▼▼▼

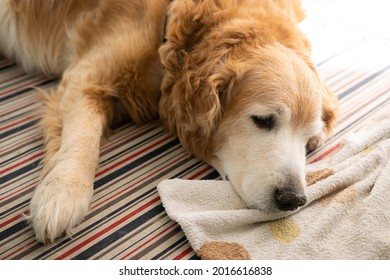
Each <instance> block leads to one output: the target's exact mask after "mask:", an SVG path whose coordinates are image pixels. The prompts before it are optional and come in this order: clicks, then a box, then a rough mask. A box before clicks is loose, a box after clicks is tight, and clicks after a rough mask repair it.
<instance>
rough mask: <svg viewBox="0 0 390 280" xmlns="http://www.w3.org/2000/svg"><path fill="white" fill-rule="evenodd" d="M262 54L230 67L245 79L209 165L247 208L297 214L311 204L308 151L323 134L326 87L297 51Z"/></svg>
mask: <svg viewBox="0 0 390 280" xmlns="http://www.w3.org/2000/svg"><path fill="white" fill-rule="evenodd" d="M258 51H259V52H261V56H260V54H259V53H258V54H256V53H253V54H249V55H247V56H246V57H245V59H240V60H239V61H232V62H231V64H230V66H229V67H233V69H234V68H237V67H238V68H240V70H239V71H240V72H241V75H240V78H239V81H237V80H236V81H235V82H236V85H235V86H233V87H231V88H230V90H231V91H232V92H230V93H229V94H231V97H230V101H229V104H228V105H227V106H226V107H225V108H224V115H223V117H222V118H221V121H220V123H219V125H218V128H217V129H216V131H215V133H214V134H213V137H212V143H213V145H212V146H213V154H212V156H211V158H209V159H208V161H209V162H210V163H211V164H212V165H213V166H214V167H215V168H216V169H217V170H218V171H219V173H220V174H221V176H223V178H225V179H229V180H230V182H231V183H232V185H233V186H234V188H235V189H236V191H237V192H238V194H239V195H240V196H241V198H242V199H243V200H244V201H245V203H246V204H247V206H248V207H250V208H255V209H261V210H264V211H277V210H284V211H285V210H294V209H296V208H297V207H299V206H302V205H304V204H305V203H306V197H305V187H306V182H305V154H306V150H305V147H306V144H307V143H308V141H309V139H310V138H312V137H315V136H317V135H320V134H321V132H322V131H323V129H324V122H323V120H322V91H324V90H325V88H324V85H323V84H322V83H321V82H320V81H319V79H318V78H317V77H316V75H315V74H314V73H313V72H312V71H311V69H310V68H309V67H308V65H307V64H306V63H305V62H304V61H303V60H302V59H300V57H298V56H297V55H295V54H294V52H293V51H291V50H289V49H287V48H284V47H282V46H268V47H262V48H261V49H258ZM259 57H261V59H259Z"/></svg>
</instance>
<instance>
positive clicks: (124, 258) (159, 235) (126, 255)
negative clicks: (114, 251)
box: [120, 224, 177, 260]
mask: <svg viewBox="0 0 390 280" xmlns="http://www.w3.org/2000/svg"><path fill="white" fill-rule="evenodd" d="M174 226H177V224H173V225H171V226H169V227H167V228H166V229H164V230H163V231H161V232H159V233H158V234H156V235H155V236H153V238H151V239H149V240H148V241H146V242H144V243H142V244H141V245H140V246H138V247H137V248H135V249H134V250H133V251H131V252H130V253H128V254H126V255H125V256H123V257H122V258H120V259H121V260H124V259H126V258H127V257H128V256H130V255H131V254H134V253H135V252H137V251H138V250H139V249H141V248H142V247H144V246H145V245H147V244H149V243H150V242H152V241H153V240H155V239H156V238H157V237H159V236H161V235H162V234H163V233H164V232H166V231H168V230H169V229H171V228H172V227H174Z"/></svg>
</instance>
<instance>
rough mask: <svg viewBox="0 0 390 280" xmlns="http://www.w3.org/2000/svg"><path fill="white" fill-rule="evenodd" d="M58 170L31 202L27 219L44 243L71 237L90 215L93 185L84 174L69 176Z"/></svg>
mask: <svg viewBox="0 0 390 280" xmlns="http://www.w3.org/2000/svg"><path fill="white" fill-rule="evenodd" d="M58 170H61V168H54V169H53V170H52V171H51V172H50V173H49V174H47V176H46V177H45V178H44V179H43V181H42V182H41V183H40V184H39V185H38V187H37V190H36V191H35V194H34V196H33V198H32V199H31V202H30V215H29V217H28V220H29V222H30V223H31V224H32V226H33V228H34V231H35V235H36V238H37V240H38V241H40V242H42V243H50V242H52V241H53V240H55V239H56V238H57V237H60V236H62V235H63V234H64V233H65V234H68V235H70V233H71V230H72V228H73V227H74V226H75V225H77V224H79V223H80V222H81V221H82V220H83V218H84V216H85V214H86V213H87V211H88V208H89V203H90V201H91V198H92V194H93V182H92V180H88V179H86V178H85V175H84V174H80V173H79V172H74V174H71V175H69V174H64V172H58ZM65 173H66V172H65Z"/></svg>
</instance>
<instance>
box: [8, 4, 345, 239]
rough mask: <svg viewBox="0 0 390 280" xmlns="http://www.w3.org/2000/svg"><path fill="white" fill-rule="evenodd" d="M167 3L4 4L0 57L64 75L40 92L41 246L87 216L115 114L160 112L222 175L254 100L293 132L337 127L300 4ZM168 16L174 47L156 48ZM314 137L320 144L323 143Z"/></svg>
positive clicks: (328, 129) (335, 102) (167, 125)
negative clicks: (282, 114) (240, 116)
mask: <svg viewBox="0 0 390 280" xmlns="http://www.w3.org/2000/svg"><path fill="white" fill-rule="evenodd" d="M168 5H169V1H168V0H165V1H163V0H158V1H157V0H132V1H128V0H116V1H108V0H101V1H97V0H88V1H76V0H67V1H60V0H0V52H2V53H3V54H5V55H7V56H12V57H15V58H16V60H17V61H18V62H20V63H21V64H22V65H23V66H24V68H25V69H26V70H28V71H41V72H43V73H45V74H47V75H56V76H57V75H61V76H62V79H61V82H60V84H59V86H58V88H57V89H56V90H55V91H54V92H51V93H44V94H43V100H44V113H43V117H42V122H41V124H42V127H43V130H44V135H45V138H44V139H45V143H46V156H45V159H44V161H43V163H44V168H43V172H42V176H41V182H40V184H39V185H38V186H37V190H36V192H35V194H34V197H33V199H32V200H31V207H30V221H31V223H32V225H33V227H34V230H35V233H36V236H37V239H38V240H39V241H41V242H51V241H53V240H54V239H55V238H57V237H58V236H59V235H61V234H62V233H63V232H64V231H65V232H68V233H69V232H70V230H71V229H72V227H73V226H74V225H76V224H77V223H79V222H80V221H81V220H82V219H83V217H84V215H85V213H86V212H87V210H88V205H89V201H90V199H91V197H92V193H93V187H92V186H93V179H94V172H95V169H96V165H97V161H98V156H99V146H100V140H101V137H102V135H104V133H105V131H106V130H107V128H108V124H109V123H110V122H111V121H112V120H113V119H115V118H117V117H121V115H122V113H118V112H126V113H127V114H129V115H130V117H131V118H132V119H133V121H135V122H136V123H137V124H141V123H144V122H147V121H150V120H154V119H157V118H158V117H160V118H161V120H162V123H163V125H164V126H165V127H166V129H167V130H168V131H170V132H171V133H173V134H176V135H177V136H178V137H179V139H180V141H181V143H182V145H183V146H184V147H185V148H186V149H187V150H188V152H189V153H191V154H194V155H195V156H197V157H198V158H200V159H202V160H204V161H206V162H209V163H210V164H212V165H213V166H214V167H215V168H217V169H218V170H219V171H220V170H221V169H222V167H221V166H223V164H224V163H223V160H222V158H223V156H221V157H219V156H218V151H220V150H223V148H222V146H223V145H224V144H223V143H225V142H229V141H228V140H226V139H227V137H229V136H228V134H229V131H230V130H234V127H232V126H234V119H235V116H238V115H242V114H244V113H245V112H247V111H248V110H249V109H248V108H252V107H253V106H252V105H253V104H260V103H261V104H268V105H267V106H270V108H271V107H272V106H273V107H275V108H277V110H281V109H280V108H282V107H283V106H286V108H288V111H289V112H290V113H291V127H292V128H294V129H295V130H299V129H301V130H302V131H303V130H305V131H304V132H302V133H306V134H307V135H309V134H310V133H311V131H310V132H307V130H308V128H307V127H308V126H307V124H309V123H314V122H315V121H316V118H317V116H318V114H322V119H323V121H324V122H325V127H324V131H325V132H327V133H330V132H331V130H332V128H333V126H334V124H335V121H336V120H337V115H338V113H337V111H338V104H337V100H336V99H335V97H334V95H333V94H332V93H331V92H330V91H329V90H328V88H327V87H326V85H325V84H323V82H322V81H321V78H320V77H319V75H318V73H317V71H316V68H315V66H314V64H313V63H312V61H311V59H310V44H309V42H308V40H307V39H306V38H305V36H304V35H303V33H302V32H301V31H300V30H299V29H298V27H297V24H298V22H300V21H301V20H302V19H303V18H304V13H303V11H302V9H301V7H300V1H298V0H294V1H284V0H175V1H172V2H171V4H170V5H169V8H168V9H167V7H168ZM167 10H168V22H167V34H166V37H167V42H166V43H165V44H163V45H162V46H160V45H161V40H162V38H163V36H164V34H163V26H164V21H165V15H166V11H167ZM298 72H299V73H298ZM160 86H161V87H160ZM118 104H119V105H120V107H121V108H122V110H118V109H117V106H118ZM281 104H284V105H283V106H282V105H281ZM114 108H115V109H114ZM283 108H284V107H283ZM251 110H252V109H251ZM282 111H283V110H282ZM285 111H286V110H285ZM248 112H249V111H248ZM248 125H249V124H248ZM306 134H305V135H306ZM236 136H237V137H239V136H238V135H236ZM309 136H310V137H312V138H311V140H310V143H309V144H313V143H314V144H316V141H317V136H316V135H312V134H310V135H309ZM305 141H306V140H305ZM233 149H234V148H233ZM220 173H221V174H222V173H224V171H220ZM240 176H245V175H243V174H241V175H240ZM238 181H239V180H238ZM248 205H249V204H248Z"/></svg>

▲▲▲

:: EXERCISE DETAILS ::
Copy the listing from its beginning through the line containing "54L230 67L245 79L209", including both ends, and leave the pictures out of your copy.

:: RESPONSE ::
Each <instance> block leads to one output: the target's exact mask after "mask:", an SVG path whose coordinates are image pixels. The prompts before it are optional and come in this order: clicks, then a box, then a rough mask. A box before clicks is loose, a box after clicks is tight, and clicks after a rough mask repair it.
<instance>
rough mask: <svg viewBox="0 0 390 280" xmlns="http://www.w3.org/2000/svg"><path fill="white" fill-rule="evenodd" d="M262 54L230 67L245 79L209 165L247 208L297 214L311 204L308 151L323 134L326 87L297 51Z"/></svg>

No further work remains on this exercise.